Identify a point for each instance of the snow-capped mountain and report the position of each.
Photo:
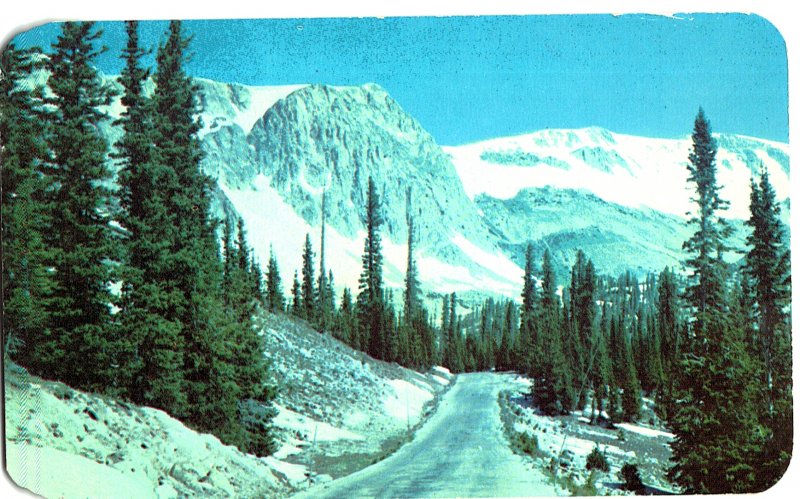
(317, 138)
(628, 170)
(620, 198)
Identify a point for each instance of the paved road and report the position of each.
(459, 452)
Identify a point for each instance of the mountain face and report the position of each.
(621, 199)
(636, 172)
(617, 238)
(335, 138)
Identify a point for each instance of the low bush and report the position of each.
(631, 478)
(596, 460)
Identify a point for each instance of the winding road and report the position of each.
(459, 452)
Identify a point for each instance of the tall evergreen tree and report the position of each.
(705, 292)
(152, 358)
(553, 387)
(297, 300)
(715, 423)
(767, 265)
(195, 270)
(308, 293)
(274, 293)
(26, 282)
(324, 285)
(529, 355)
(83, 346)
(370, 296)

□ □ □ □

» PROBLEM DESCRIPTION: Copy every record above word for word, leaving out the pictures.

» WRITTEN ANSWER:
Identify a point for each instance of the snow-capped mountain and report the position of each.
Photo:
(317, 138)
(628, 170)
(620, 198)
Identify a point for each instance of the paved road and report the position of each.
(459, 452)
Identify a point for each instance of the mountain face and report the position of each.
(621, 199)
(636, 172)
(617, 238)
(335, 138)
Identify a point for each instance of the low bush and report the position of each.
(631, 478)
(596, 460)
Identify a point for each instance of the winding road and report the position of each.
(459, 452)
Identify a point for each instance of the tall evergreen tree and report the position of each.
(705, 292)
(152, 358)
(553, 387)
(297, 300)
(715, 423)
(767, 265)
(195, 270)
(308, 293)
(274, 293)
(26, 282)
(324, 285)
(529, 355)
(83, 346)
(370, 296)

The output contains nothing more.